▶ _Work instructions_:
a) According to the passage on Bernard V of Melgueil, in what year did Bernard marry Beatrix de Melgueil?
b) List every distinct year written as a number in the passage on Bernard V of Melgueil, in the order they first appear.

= Bernard V of Melgueil =

Bernard V (died 1172), son of Raymond Pilet d’Alès and his wife Mabel, of an unknown family, was Count of Meigueil, by right of his wife (jure uxoris), and Seigneur of Alès (as Bernard II d’Alès). Bernard became Count of Meigueil upon his marriage to Beatrix de Melgueil, in 1146. One source claims Bernard was in the First Crusade, but there is no evidence that this was the case.

Beatrix (1130-1190), also known as Beatrice, was the only child of Bernard IV, Count of Melgueil (d. 1132), and Guillemette de Montpellier (daughter of William V, Lord of Montpellier). Bernard IV inherited the countship from his father Raymond II, representing a lineage of Counts of Melgueil dating to 930. Beatrix became Countess of Melgueil in 1130 upon her father’s death. Because of her young age, William VI of Montpellier, the son of William V, was named regent of the county and remained so until Beatrix married her first husband Berengar Raymond, Count of Provence. Upon his death in 1144, Beatrix ruled the county.

▶ _Material supplied_:
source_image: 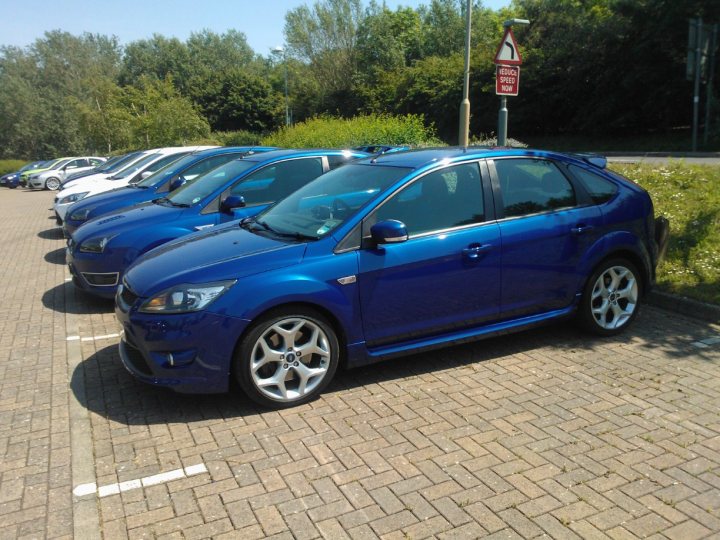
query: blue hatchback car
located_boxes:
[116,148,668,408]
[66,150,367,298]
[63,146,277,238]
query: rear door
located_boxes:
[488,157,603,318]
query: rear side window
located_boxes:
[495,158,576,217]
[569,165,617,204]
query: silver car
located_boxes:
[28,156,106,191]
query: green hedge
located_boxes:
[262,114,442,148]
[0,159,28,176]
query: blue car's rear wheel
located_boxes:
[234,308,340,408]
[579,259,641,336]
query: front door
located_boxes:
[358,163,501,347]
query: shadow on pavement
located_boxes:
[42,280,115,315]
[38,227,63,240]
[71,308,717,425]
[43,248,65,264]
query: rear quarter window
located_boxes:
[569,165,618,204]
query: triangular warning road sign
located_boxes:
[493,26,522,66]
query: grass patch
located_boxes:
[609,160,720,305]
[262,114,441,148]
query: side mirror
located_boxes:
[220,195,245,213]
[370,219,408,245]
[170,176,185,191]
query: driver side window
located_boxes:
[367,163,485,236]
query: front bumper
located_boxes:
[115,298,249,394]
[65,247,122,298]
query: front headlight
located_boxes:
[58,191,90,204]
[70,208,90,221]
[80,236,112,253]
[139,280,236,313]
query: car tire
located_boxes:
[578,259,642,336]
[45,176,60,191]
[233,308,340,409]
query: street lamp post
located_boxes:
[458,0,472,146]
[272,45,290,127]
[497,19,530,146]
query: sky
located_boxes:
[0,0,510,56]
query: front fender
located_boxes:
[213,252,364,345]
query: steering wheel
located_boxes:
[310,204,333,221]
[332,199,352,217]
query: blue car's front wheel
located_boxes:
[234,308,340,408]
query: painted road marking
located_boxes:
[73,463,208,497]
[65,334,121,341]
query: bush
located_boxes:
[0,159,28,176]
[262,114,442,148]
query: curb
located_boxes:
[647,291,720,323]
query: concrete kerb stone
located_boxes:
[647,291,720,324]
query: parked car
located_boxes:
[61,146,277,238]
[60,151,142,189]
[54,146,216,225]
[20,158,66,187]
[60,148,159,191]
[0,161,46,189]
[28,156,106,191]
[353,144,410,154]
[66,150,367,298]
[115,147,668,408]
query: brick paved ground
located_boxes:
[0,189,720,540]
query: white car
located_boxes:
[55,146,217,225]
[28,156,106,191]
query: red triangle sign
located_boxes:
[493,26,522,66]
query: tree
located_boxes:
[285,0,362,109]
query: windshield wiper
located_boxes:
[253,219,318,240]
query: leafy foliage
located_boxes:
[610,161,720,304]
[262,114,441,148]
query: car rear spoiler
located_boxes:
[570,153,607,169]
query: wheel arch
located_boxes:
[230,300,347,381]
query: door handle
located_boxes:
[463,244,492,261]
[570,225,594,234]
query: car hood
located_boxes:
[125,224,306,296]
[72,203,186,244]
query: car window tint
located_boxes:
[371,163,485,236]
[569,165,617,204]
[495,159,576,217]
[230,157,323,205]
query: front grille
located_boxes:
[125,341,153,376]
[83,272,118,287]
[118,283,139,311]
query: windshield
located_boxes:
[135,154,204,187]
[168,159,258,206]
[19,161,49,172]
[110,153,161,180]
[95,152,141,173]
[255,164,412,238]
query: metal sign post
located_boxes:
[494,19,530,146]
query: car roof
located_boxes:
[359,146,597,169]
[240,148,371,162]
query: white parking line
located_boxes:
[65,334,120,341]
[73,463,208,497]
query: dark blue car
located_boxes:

▶ _Answers for the exercise_:
a) 1146

b) 1172, 1146, 1130, 1190, 1132, 930, 1144